◆ Document segment
[start]

JOHN NIYO

Niyo: All Pistons on notice now, Van Gundy included

John Niyo
The Detroit News

Auburn Hills — They’re all on notice now, from the point guard who became a center of attention in advance of Thursday’s NBA trade deadline to the franchise center the Pistons made a point of including in talks as well.

But it goes beyond Reggie Jackson and Andre Drummond — or any other player, for that matter — now that the deadline has passed and everybody’s still present and accounted for at The Palace, if not wholly accountable yet, based on Thursday’s Jekyll-and-Hyde performance against the Charlotte Hornets.

It goes to the head coach and team president, too, as Stan Van Gundy claimed victory in jest even before his team’s 114-108 overtime escape, mocking the “experts and inside sources who knew what we were doing,” after the Pistons opted to stand pat.

This is the roster that Van Gundy has assembled over the last three years, and this is the roster he’s sticking with down the stretch this season as the Pistons, who were patently awful out of the gate Thursday, scramble to try to make the playoffs.

But this is also the roster he’s sticking his coach with, for better or for worse, and whatever distractions all the swirling trade rumors might have caused — trade winds the Pistons front office certainly didn’t mind fanning — are now his to handle.

“We went into this whole thing and certainly (general manager) Jeff (Bower) talked to a lot of people — we made no secret of that,” Van Gundy said before Thursday’s tipoff against Charlotte, a team that had lost 11 of its last 12 games. “But we placed a high value on our guys.”

As expected, they found nobody willing to pay a steep price for the likes of Jackson, who has struggled through injury and inconsistent play this season. The Pistons reportedly were asking a first-round pick and a young prospect in return for Jackson, who is in the second year of a five-year, $80 million contract.

If true, it’s no surprise they didn’t find any takers, not with Jackson stiill searching for his game after last fall’s knee procedure, averaging just 10.2 points and 5.7 assists while playing less than 26 minutes a night in the 10 games prior to the All-Star break. Thursday, Jackson (four points, four assists) played just 20 minutes, and not at all in the fourth quarter, as the Pistons rallied from a 18-point deficit.

“How much he’s been affected by all the talk, I don’t know that,” Van Gundy said. “But we certainly hope he’ll get back to really being aggressive and attacking a little bit more on his pick-and-rolls and things like that and making plays. We know how good Reggie can be, and we’re gonna need that down the stretch.”

[end]

◆ Material supplied
[start]

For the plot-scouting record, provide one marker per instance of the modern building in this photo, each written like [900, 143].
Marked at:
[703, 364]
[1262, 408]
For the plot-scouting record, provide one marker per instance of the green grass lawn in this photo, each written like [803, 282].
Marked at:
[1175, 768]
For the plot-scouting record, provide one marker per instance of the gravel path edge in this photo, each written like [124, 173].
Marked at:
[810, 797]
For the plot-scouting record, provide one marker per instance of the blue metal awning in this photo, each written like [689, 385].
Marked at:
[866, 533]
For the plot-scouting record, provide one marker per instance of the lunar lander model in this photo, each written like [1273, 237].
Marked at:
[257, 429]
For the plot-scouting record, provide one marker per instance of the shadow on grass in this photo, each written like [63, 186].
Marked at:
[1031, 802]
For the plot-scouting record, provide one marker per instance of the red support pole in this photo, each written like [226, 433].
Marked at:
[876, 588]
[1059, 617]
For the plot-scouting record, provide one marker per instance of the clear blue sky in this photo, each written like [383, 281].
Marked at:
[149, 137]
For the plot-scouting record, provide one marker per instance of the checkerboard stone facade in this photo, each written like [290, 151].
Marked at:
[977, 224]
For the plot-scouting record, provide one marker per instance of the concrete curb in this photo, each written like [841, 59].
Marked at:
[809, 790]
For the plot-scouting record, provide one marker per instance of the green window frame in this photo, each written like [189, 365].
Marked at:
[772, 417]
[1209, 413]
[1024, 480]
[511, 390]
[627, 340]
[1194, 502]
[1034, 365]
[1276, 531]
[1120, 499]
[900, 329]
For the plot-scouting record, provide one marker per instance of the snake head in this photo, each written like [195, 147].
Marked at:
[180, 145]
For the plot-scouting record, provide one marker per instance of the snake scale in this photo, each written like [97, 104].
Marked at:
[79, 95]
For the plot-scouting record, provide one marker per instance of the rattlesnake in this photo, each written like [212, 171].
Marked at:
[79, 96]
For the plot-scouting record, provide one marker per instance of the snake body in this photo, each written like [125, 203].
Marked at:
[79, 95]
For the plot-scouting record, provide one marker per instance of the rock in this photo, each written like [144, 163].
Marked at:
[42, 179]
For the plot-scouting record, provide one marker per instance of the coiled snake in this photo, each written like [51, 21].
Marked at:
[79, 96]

[end]

◆ What to produce
Copy word for word the part of the Pistons column that begins at "As expected, they" and stops after "five-year, $80 million contract.". The rows come from a different source than the Pistons column.

◆ Answer to this problem
As expected, they found nobody willing to pay a steep price for the likes of Jackson, who has struggled through injury and inconsistent play this season. The Pistons reportedly were asking a first-round pick and a young prospect in return for Jackson, who is in the second year of a five-year, $80 million contract.